» **How to complete this task**
Without reproducing any image, print the listing below exactly.
Data for this exercise section start
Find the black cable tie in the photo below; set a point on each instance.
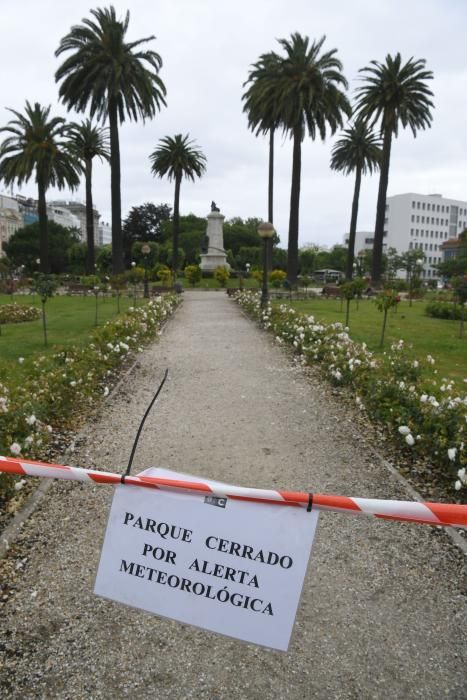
(127, 472)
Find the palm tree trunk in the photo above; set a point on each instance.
(117, 242)
(44, 265)
(90, 262)
(292, 251)
(377, 263)
(176, 228)
(271, 177)
(353, 225)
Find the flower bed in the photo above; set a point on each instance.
(16, 313)
(64, 386)
(423, 413)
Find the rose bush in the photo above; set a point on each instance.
(59, 389)
(425, 414)
(16, 313)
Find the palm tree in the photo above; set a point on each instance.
(304, 95)
(258, 100)
(358, 149)
(88, 142)
(38, 145)
(394, 93)
(176, 158)
(106, 74)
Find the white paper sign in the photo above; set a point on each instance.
(236, 568)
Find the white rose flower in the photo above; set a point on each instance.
(15, 448)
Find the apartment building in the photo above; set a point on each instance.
(417, 221)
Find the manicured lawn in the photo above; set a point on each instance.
(211, 283)
(429, 336)
(69, 322)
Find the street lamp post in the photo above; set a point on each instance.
(266, 232)
(145, 249)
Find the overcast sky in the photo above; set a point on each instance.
(207, 48)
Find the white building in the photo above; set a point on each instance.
(78, 209)
(63, 216)
(418, 221)
(104, 234)
(10, 219)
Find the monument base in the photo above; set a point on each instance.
(211, 261)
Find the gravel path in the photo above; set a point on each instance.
(382, 613)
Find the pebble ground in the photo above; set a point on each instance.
(382, 613)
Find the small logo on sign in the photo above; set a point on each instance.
(215, 501)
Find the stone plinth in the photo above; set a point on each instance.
(216, 256)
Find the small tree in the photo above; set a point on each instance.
(118, 284)
(277, 277)
(45, 286)
(221, 274)
(165, 275)
(347, 292)
(460, 291)
(385, 301)
(193, 274)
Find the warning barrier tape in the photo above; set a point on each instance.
(446, 514)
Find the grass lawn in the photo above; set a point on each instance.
(429, 336)
(69, 322)
(211, 283)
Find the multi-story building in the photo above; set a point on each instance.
(104, 233)
(10, 219)
(78, 209)
(64, 217)
(418, 221)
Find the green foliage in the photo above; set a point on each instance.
(23, 247)
(15, 313)
(277, 277)
(446, 310)
(193, 274)
(164, 274)
(53, 385)
(401, 393)
(144, 223)
(221, 274)
(90, 281)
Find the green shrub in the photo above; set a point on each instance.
(277, 277)
(446, 310)
(193, 274)
(14, 313)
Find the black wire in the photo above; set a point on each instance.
(141, 427)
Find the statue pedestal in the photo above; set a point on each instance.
(215, 257)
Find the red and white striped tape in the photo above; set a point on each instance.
(410, 511)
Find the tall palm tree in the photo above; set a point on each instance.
(107, 74)
(305, 95)
(89, 141)
(261, 119)
(38, 146)
(177, 158)
(358, 149)
(394, 93)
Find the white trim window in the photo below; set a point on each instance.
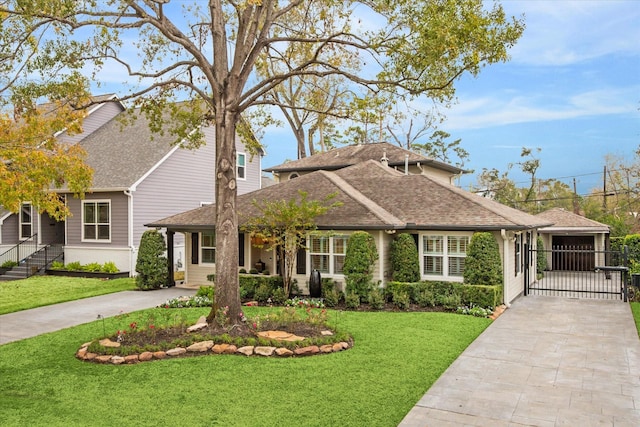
(443, 255)
(326, 253)
(208, 247)
(241, 166)
(26, 220)
(96, 220)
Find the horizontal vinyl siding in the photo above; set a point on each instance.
(253, 170)
(10, 234)
(100, 116)
(182, 182)
(196, 274)
(121, 257)
(119, 220)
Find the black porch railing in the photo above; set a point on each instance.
(21, 251)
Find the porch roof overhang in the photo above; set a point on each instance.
(574, 230)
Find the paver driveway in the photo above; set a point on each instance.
(547, 361)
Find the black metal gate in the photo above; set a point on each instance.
(576, 272)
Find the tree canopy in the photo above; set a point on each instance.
(209, 53)
(39, 98)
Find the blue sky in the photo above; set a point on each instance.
(571, 88)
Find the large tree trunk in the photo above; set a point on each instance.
(227, 291)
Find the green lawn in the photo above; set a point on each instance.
(635, 309)
(38, 291)
(396, 358)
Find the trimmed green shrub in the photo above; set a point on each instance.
(206, 291)
(74, 266)
(425, 298)
(616, 243)
(632, 241)
(262, 293)
(541, 256)
(358, 263)
(278, 296)
(93, 267)
(432, 293)
(352, 300)
(151, 265)
(9, 264)
(109, 267)
(56, 265)
(401, 300)
(376, 299)
(405, 261)
(483, 266)
(450, 301)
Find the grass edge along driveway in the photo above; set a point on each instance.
(38, 291)
(396, 358)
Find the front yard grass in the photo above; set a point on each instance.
(38, 291)
(635, 309)
(396, 358)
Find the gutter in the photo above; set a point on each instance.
(132, 262)
(505, 259)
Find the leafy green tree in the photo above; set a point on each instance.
(438, 148)
(359, 262)
(284, 226)
(405, 261)
(483, 265)
(38, 100)
(151, 265)
(208, 53)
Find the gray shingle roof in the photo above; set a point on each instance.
(121, 154)
(375, 197)
(338, 158)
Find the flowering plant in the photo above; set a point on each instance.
(304, 302)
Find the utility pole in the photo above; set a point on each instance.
(576, 206)
(604, 190)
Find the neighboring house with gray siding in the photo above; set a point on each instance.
(138, 177)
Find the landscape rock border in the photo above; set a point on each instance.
(208, 348)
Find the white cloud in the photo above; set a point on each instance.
(561, 32)
(486, 112)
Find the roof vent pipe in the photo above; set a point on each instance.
(384, 160)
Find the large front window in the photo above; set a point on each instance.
(96, 220)
(208, 248)
(444, 255)
(327, 253)
(26, 221)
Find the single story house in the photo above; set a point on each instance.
(395, 157)
(138, 177)
(382, 201)
(579, 243)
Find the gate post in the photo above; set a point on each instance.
(527, 267)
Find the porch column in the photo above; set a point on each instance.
(171, 279)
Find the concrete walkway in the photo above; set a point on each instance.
(29, 323)
(545, 362)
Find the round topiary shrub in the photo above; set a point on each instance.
(151, 265)
(483, 265)
(405, 262)
(358, 264)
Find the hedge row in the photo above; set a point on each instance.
(477, 295)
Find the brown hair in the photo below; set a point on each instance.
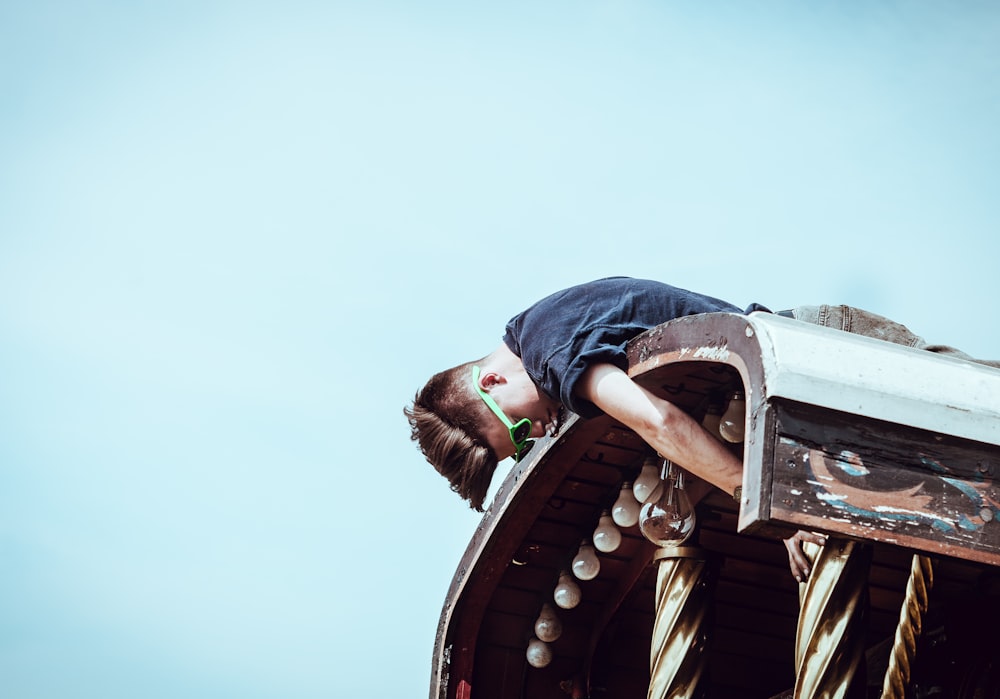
(445, 421)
Data for this exercise section end
» **Reply**
Find the black cable tie in the photo below; set a point on each instance.
(127, 472)
Find the palm tree trunk in the photo above; set a point on each instance.
(117, 242)
(44, 265)
(90, 262)
(292, 251)
(377, 263)
(176, 228)
(271, 177)
(353, 225)
Find the flower bed in the photo above; set a point on each instance.
(16, 313)
(64, 386)
(423, 413)
Find the rose bush in the photo above; set a point on each instance.
(59, 389)
(425, 414)
(16, 313)
Find the palm tree in the photo above; set a point on each instance.
(304, 95)
(258, 100)
(358, 149)
(88, 142)
(38, 145)
(394, 93)
(176, 158)
(106, 74)
Find the white paper sign in the photo above; set a point on each instance.
(236, 568)
Find the white rose flower in the photo above; set a point on each instance.
(15, 448)
Find the apartment building in the photo above; set a point on each instance.
(417, 221)
Find the manicured lawn in the photo above; set a point on each instance.
(211, 283)
(429, 336)
(69, 322)
Find the street lamp post in the photo above; set a point on each instance.
(266, 232)
(145, 249)
Find the overcast sky in the photo above; set a point on each instance.
(207, 48)
Find the white building in the photo above; set a point on each instance.
(78, 209)
(63, 216)
(418, 221)
(104, 234)
(10, 219)
Find the monument base in the photo above; set a point on each instance.
(211, 261)
Find the gravel path in the photo above; set a point on each instance.
(382, 613)
Find the pebble ground in the photo above; set a point on each instance.
(382, 613)
Find the small logo on sign in the photo above; set a point on each instance.
(215, 501)
Find the stone plinth in the photo above; set a point on each instance.
(216, 256)
Find the small tree in the photo above; set a point on each instance.
(118, 284)
(277, 277)
(45, 286)
(221, 274)
(165, 275)
(347, 292)
(460, 291)
(385, 301)
(193, 274)
Find the warning barrier tape in the photo above; set a point on each instance.
(446, 514)
Find the grass lawn in the photo above; set a point on each instance.
(429, 336)
(69, 322)
(211, 283)
Find the multi-story building in the photo above; set a point on each instance.
(104, 233)
(10, 219)
(78, 209)
(64, 217)
(418, 221)
Find the green foliage in the photo above; set a point on each instance.
(23, 247)
(15, 313)
(277, 277)
(446, 310)
(193, 274)
(164, 274)
(53, 385)
(401, 393)
(144, 223)
(221, 274)
(90, 281)
Find the green shrub in the photo above; set a point on each instance.
(277, 277)
(446, 310)
(193, 274)
(14, 313)
Find the black wire in the photo above; set a point on each instance.
(141, 427)
Find the statue pedestal in the photo above; set a point on each instance.
(215, 257)
Find the red and white striped tape in the photo above; set a point on each instance.
(410, 511)
Find the tall palm tree in the photo above; set a point on each instance.
(107, 74)
(305, 95)
(89, 141)
(261, 119)
(38, 146)
(177, 158)
(358, 149)
(394, 93)
Find the white trim window in the photo below; set a point on each instance.
(443, 255)
(326, 253)
(208, 247)
(241, 166)
(26, 220)
(96, 220)
Find the horizontal vinyl siding in the photo above; set a point on each instance.
(253, 170)
(10, 234)
(100, 116)
(182, 182)
(196, 274)
(121, 257)
(119, 220)
Find the black porch railing in the photo above; set a point on each instance.
(21, 251)
Find the porch roof overhang in the photo above; set a point on each instance.
(574, 230)
Find the paver driveway in the photo above; set a point on each instance.
(547, 361)
Find the black metal gate in the photo above; set a point on each instance.
(576, 272)
Find the tree canopy in the photo above; set a point on each instance.
(209, 53)
(39, 98)
Find the blue sky in the photo above; set a point on each instance.
(571, 88)
Find the large tree trunk in the photo above; set a point on each instance.
(227, 291)
Find the green lawn in the photo above; set a point on each instance.
(635, 309)
(38, 291)
(396, 358)
Find the trimmed green shrub in the photo above; set a point on each instance.
(206, 291)
(74, 266)
(425, 298)
(616, 243)
(632, 241)
(262, 293)
(541, 256)
(358, 263)
(278, 296)
(93, 267)
(432, 293)
(352, 300)
(151, 265)
(9, 264)
(109, 267)
(56, 265)
(401, 300)
(376, 299)
(405, 261)
(483, 266)
(450, 301)
Find the grass edge along driveway in the photo above; set a point on each instance.
(38, 291)
(396, 358)
Find the front yard grass in the photo above; set a point on each instance.
(38, 291)
(635, 309)
(396, 358)
Find the gutter in the photo above; set a point on each instance.
(132, 262)
(505, 259)
Find the leafy green tree in the photo above; set a point on each instance.
(438, 148)
(359, 262)
(284, 226)
(405, 261)
(483, 265)
(38, 100)
(151, 265)
(208, 53)
Find the gray shingle roof in the photo above; set a point on each instance.
(121, 154)
(375, 197)
(338, 158)
Find the flowering plant in the photo above; set a point on each instance.
(304, 302)
Find the utility pole in the photo above; set a point on each instance.
(576, 206)
(604, 190)
Find the neighboring house with gray siding in the photo above; set a point on each instance.
(138, 177)
Find the landscape rock border in the photo above; set a point on each instance.
(208, 348)
Find the white cloud in the photo above; set a point on each instance.
(561, 32)
(486, 112)
Find the roof vent pipe in the photo above; set a point on each instance.
(384, 160)
Find the large front window in the photo above; set a point on each instance.
(96, 220)
(208, 248)
(444, 255)
(327, 253)
(26, 221)
Find the single story house in the photo above; set a point on each instance.
(395, 157)
(138, 177)
(382, 201)
(579, 243)
Find the gate post in the photo above; set a point on each instance.
(527, 267)
Find the porch column in the photo above; set a point on each instance.
(171, 279)
Find the concrete walkway in the photo above; set a point on each instance.
(29, 323)
(545, 362)
Find the round topiary shrub in the photo above; set a point on each instance.
(151, 265)
(483, 265)
(405, 262)
(358, 264)
Find the hedge row in the photo above; set a point on each instance.
(477, 295)
Find the brown hair in the photo below; set a point on each instance.
(445, 421)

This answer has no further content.